# Passage
-.-.-
# Judeo-Aramaic: the definite article



## Michael Zwingli

In historical Judeo-Aramaic is הַ־‎ or rather (־א‎, ־י‎, ־תא) used as the definite article?


----------



## Drink

You'd have to define which dialect we're talking about to have a more specific discussion. But basically, the ה־ prefix as a definite article is Hebrew, and _not_ Aramaic. All forms of Judeo-Aramaic use the ־א suffix, but in many dialects (especially Eastern dialects) it is no longer a definite article, but a mere noun marker, as nouns in those dialects almost do not exist without it anymore.


----------



## Michael Zwingli

Drink said:


> ...but in many dialects (especially Eastern dialects) it is no longer a definite article, but a mere noun marker, as nouns in those dialects almost do not exist without it anymore.


Which begs a question...is the variation very great among the dialects of Aramaic/Syriac (not really knowing what to call this language, and being a bit confused as to whether Aramaic is best considered a western dialect of Syriac, or Syriac is best considered the eastern dialect of Aramaic, I sometimes think that something like _Ashuretic_ might be the best umbrella term)?


----------



## Drink

They are all called Aramaic. Syriac is one specific Eastern Aramaic dialect. There is no need for a new term.

Anyway, yes, in the later Eastern dialects, including Syriac, and including Jewish Babylonian Aramaic, the ־א is hardly a definite article anymore, and has become the new unmarked form of the noun. And the masculine plural version of it is -ē (as opposed to Western -ayyā); this -ē is spelled ־א in Syriac (making it indistinguishable from the singular in unvocalized texts, leading to the development of a special plural marker diacritic), but is spelled ־י in Jewish dialects.
-.-.-
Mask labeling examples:

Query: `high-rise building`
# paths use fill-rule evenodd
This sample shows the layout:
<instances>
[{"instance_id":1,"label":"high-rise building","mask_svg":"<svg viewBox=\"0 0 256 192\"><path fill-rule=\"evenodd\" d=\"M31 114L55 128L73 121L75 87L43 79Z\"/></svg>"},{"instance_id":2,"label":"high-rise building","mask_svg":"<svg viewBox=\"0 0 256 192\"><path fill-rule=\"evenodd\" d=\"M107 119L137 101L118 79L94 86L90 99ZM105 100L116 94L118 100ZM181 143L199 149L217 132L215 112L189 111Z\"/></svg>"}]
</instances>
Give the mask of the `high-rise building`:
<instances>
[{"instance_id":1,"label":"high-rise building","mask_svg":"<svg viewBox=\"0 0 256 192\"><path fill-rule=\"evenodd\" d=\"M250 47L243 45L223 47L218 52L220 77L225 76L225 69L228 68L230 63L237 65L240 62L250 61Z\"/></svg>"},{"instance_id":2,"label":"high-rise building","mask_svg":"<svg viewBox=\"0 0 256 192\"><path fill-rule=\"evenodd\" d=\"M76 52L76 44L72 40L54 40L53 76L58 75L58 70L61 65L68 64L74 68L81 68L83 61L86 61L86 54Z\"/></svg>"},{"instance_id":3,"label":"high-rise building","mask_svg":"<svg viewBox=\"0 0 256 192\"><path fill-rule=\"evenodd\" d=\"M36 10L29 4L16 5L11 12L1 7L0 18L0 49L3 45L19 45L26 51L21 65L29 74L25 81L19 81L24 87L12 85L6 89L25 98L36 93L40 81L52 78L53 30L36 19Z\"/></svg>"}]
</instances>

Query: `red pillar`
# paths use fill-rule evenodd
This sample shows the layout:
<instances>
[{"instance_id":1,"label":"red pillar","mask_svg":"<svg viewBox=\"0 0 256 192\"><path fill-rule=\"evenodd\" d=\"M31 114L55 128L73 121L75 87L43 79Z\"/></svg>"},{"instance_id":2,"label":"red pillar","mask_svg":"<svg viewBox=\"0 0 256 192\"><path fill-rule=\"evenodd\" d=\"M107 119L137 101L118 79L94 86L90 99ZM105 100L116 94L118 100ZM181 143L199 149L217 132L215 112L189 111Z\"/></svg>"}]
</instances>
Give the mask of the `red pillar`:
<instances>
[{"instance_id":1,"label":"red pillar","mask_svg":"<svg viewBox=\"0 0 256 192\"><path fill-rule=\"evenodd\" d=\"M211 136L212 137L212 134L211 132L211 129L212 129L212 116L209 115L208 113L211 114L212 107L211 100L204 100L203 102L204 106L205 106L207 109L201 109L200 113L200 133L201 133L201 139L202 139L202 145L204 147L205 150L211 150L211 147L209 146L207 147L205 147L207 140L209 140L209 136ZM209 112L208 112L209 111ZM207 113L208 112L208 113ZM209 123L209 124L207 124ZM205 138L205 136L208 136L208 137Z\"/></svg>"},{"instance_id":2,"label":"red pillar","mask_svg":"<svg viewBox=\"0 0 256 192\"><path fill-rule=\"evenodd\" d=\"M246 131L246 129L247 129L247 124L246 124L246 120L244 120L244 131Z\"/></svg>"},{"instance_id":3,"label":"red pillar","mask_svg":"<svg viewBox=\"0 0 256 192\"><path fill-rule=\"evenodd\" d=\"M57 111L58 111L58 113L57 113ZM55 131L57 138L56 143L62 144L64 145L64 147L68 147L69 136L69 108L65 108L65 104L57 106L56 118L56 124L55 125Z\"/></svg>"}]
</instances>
-.-.-
# Task
Write what comes next in the forum thread about the Judeo-Aramaic definite article, starting after its last sentence. The entries are not needed for any of this.

# Response
In Western dialects, ־א is still a definite article, with the indefinite endings still in common use. And the masculine plural form of it is -ayyā, spelled ־יא.


----------



## Michael Zwingli

Drink said:


> They are all called Aramaic. Syriac is one specific Eastern Aramaic dialect.


Good...at least I have that nailed down.


Drink said:


> Anyway, yes, in the later Eastern dialects, including Syriac, and including Jewish Babylonian Aramaic, the ־א is hardly a definite article anymore, and has become the new unmarked form of the noun. And the masculine plural version of it is -ē (as opposed to Western -ayyā); this -ē is spelled ־א in Syriac (making it indistinguishable from the singular in unvocalized texts, leading to the development of a special plural marker diacritic), but is spelled ־י in Jewish dialects.
> 
> In Western dialects, ־א is still a definite article, with the indefinite endings still in common use. And the masculine plural form of it is -ayyā, spelled ־יא.


Thank you, Drink.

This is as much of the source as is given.